***** Input data
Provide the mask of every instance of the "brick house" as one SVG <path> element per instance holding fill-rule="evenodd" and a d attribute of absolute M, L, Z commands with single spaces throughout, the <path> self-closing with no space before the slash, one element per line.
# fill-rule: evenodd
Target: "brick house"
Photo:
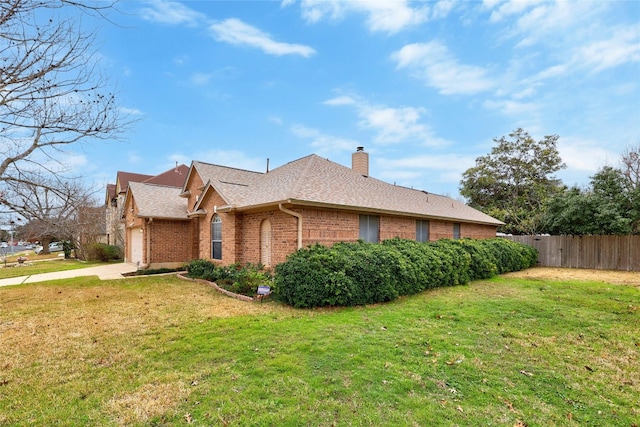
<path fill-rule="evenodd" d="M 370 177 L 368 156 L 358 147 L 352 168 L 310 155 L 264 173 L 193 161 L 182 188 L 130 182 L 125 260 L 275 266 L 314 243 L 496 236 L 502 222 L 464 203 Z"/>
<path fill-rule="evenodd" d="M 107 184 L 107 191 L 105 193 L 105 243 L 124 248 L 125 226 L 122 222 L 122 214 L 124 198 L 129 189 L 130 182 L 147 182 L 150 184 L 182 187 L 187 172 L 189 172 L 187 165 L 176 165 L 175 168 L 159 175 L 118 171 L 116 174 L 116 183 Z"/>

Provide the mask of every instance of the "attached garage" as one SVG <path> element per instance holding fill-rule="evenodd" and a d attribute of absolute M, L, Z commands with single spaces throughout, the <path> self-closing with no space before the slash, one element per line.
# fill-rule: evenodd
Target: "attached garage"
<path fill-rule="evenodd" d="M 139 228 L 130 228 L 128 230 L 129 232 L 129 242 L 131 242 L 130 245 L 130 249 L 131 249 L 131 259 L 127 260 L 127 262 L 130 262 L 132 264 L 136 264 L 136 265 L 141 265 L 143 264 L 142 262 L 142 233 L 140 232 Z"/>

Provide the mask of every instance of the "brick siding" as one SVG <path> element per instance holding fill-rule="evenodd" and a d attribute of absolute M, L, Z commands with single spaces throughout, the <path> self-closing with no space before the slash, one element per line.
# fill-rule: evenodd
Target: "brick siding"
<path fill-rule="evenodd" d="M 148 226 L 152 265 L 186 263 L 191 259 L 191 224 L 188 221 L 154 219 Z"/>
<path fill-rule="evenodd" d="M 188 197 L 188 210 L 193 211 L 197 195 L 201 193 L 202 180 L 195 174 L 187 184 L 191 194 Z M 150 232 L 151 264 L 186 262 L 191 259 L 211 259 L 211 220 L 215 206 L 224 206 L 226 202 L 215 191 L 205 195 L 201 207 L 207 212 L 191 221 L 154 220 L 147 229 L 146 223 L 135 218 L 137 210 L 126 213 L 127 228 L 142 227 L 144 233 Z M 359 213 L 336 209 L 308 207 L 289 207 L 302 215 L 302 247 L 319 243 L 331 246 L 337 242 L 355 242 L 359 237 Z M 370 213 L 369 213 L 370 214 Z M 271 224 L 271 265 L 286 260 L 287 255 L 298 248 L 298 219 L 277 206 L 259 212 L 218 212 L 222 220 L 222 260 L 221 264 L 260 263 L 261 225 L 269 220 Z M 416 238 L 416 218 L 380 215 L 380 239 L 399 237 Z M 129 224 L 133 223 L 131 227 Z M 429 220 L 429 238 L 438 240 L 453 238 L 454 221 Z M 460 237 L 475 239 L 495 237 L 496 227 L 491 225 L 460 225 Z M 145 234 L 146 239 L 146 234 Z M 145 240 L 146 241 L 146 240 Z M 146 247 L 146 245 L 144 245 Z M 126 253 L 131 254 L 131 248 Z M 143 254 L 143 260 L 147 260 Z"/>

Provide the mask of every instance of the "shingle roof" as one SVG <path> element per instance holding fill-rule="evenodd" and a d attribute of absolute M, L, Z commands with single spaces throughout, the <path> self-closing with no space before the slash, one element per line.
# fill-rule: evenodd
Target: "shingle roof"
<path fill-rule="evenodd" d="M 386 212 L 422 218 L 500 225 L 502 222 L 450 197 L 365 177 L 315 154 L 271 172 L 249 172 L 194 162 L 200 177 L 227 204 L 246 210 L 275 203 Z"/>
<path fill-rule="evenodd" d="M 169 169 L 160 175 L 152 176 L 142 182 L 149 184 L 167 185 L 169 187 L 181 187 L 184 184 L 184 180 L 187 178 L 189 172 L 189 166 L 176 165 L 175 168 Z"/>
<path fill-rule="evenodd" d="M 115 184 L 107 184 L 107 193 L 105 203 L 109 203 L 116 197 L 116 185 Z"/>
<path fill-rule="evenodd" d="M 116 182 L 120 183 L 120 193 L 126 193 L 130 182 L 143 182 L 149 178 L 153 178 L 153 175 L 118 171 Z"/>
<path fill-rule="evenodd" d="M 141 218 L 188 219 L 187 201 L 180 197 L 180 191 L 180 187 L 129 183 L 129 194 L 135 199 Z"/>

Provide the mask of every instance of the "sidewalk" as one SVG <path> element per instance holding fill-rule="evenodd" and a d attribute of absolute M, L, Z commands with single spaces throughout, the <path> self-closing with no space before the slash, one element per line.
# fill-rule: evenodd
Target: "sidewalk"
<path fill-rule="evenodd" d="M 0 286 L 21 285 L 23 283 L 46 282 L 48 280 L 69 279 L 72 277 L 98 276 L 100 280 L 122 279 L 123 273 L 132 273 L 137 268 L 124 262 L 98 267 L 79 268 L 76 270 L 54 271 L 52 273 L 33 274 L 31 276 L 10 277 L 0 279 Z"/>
**********
*Assignment:*
Check each line of the records for the word "self", and show the lines that contain it.

*Result of this task:*
Provide the mask of every instance of the "brick house" as one SVG <path> element per instance holding fill-rule="evenodd" and a d attribute of absolute M, L, Z commands with single spaces throughout, the <path> self-closing with no space before the slash, one element per line.
Provide the mask of every instance of the "attached garage" as one SVG <path> element per instance holding fill-rule="evenodd" and a d attribute of absolute M, L, Z commands with single spaces throughout, the <path> self-closing with no space before the slash, one element per line.
Provide the mask of every instance of the "brick siding" as one SVG <path> element per instance holding fill-rule="evenodd" and a d attribute of absolute M, L, Z commands with single spaces throughout, the <path> self-closing with no space before the slash, one element per line.
Provide the mask of every instance of the "shingle roof" as one SVG <path> element per instance holding fill-rule="evenodd" and a d attribute of absolute M, L, Z commands with single spaces throughout, the <path> self-closing with no space before the slash, one element per line.
Provide the mask of every instance of the "sidewalk" as one SVG <path> element per instance holding fill-rule="evenodd" and a d attribute of absolute M, L, Z commands with single spaces throughout, the <path> self-closing with no space before the slash, one element per line.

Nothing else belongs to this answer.